[Natural language region descriptions]
=== Begin Enclosure ===
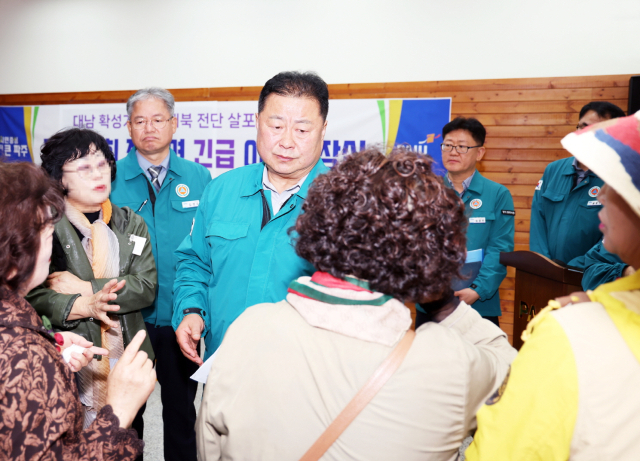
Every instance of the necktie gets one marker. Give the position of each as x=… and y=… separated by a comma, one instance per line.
x=154, y=171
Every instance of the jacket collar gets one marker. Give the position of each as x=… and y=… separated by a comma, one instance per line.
x=568, y=169
x=132, y=168
x=254, y=185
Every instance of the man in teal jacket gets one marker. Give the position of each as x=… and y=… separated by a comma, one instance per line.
x=564, y=211
x=490, y=209
x=165, y=190
x=240, y=252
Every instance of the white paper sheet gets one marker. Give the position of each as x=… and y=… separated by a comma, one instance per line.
x=202, y=373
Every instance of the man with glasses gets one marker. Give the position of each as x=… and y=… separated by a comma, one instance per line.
x=165, y=190
x=489, y=207
x=564, y=211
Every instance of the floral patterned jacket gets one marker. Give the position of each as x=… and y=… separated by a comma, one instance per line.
x=40, y=413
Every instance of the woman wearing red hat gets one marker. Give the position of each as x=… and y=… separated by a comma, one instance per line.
x=573, y=389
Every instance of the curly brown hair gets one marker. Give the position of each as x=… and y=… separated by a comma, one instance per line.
x=27, y=192
x=386, y=219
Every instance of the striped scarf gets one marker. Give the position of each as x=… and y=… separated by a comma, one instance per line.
x=349, y=307
x=103, y=252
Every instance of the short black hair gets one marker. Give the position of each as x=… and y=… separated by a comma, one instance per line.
x=472, y=125
x=604, y=109
x=71, y=144
x=298, y=84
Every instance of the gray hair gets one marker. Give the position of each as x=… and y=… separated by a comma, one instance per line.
x=149, y=93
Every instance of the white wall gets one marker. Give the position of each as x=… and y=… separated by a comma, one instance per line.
x=86, y=45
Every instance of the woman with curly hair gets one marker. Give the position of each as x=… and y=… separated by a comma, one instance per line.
x=41, y=417
x=93, y=243
x=380, y=231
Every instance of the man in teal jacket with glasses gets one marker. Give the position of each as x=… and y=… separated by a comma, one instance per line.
x=165, y=190
x=239, y=252
x=489, y=207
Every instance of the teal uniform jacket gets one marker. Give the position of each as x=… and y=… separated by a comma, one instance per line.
x=228, y=263
x=564, y=221
x=600, y=266
x=169, y=220
x=491, y=227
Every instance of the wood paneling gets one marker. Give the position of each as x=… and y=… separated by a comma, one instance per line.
x=525, y=119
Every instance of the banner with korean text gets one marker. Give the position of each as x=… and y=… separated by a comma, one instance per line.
x=221, y=135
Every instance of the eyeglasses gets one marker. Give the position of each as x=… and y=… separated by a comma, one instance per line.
x=157, y=123
x=446, y=147
x=86, y=171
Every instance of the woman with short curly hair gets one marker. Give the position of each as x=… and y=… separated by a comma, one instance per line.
x=41, y=416
x=380, y=230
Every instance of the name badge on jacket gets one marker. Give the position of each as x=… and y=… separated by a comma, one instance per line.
x=191, y=204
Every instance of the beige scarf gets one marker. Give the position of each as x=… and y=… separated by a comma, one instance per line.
x=103, y=252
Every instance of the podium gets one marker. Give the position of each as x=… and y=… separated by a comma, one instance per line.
x=538, y=279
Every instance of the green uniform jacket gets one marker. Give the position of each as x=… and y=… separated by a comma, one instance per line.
x=228, y=263
x=491, y=227
x=169, y=220
x=564, y=221
x=600, y=266
x=138, y=270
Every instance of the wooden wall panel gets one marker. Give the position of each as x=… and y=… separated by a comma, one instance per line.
x=525, y=119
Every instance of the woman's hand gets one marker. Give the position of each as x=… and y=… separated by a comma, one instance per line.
x=468, y=295
x=131, y=381
x=79, y=360
x=96, y=306
x=68, y=284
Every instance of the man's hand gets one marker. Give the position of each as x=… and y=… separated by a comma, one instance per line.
x=468, y=295
x=96, y=306
x=131, y=381
x=68, y=284
x=188, y=335
x=80, y=360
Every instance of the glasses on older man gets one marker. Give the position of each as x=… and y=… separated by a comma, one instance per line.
x=86, y=171
x=447, y=147
x=156, y=123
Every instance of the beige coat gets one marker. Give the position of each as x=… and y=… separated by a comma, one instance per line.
x=277, y=383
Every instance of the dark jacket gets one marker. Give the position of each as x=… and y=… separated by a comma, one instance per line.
x=138, y=270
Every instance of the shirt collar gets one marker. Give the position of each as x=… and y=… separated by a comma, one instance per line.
x=254, y=185
x=146, y=164
x=465, y=184
x=268, y=185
=== End Enclosure ===
• [EXERCISE PROMPT]: Excluding the pictures, transcribe each entry above word for word.

• [ANSWER TO THE PROBLEM]:
Every instance of the necktie gets one marker. Give the position of each as x=… and y=… separated by a comma, one instance per line.
x=154, y=171
Every instance of the jacket collar gets one marker. Give the position of each as x=… and y=… separated by a comma, one instance per line.
x=568, y=169
x=132, y=168
x=254, y=185
Every instance of the man in teal jacket gets one marker. Give the position of each as x=… and y=… separated by a comma, one instance per line.
x=564, y=211
x=490, y=209
x=165, y=190
x=240, y=252
Every instance of the white paper sheet gets one marker. Give the position of each as x=… and y=… separated by a comma, one instance per line.
x=202, y=373
Every instance of the man with glasses gets one marker. Give the position of each as x=… and y=… separated by a comma, one instance per line.
x=165, y=190
x=489, y=207
x=564, y=211
Every instance of the floral patterned jacket gets one marker. Give the position of each as x=… and y=… separated by a comma, one instance per line.
x=40, y=413
Every instance of the woman wearing red hat gets one marker. Give the position of each as x=… and y=… separated by a comma, one instance per line.
x=573, y=389
Every instance of the curly brown hair gets one marker. Give the position of each as x=… and y=… separated by a comma, one instance per line.
x=27, y=192
x=386, y=219
Every instance of the striped scarf gets one marker. Give the position of each as x=… and y=… separated by a comma, one instance per line.
x=349, y=307
x=103, y=252
Every instance of the short black hair gets one marker. Give the position of each as x=… and y=… separated by a comma, one instance per line.
x=472, y=125
x=604, y=109
x=71, y=144
x=298, y=84
Every instance of the gray hair gets one marker. Give the position of each as x=… and y=… separated by a comma, one instance per line.
x=149, y=93
Every instance of the white wall gets one marker. Give the position of each as x=… and y=… separated by a comma, one instance per line.
x=86, y=45
Every instance of the woman with curly hair gets one marker. Give the position of each as x=… and y=… separated by a comma, one instance per line.
x=41, y=417
x=93, y=243
x=380, y=231
Every instance of the man in teal jacket with glasses gets one marker. Give the position of each as x=… and y=… separated by a comma, one instance per line.
x=165, y=190
x=239, y=252
x=489, y=207
Every instance of the teal uniform jacket gets one marker. Give the position of each as x=… and y=… separated by a comma, one instance per line.
x=228, y=263
x=564, y=221
x=600, y=266
x=169, y=220
x=491, y=227
Every instance of the wood paneling gets one marker. Give the position of each as x=… and y=… separated by a comma, one instance per line.
x=525, y=119
Every instance of the banner with korean text gets one marker. Give the position of each as x=… and y=… separated by a comma, one instance per line.
x=221, y=135
Every instance of the eyeglasses gets one marker. Give the position of each as x=… and y=… separated by a comma, one instance per line.
x=157, y=123
x=446, y=147
x=86, y=171
Every instance of the woman with short curly hair gets one marker. Give the position of each as x=… and y=… separated by a comma, one instance per line.
x=41, y=416
x=380, y=230
Every instance of the name badge on jacket gets one marker. Give the position of each as x=… and y=… separated by a comma, one instance per line.
x=191, y=204
Every instance of the beige scarf gets one marker. Give the position of each as x=… and y=… separated by a comma, one instance per line.
x=103, y=252
Every instance of the podium gets one marker. Give the position of each as x=… and y=… separated by a comma, one instance per line.
x=538, y=279
Every instance of the green uniform jacket gets one marker. Give the position of each as x=… and y=… separated by a comma, one instance per line.
x=228, y=263
x=491, y=227
x=169, y=220
x=564, y=221
x=600, y=266
x=138, y=270
Every instance of the wooden wall panel gets one marker. Give the position of each as x=… and y=… separated by a comma, one instance per line.
x=525, y=119
Every instance of the woman's hand gets one marker. Give the position of each as x=… and y=… separated by a comma, one instance per line.
x=468, y=295
x=131, y=381
x=79, y=360
x=96, y=306
x=68, y=284
Every instance of the man's hand gets one marker. Give the position of each as x=… and y=… separated by a comma, one instance per line.
x=468, y=295
x=96, y=306
x=131, y=381
x=68, y=284
x=188, y=335
x=80, y=360
Every instance of the glasses on older man gets one marker. Give the position of each as x=… and y=… separated by a comma, one instance per line.
x=86, y=171
x=447, y=147
x=156, y=123
Every instance of the beige coat gets one marker. Give the position of each as x=… and y=… separated by a comma, one instance per line.
x=277, y=383
Every instance of the dark jacket gets one marker. Give the position of each as x=… and y=… separated by a comma, one instance per line.
x=138, y=270
Every instance of the shirt collar gets one marker. Give the position of each as x=… and y=… separated by a comma, one instance per line.
x=254, y=185
x=146, y=164
x=465, y=184
x=268, y=185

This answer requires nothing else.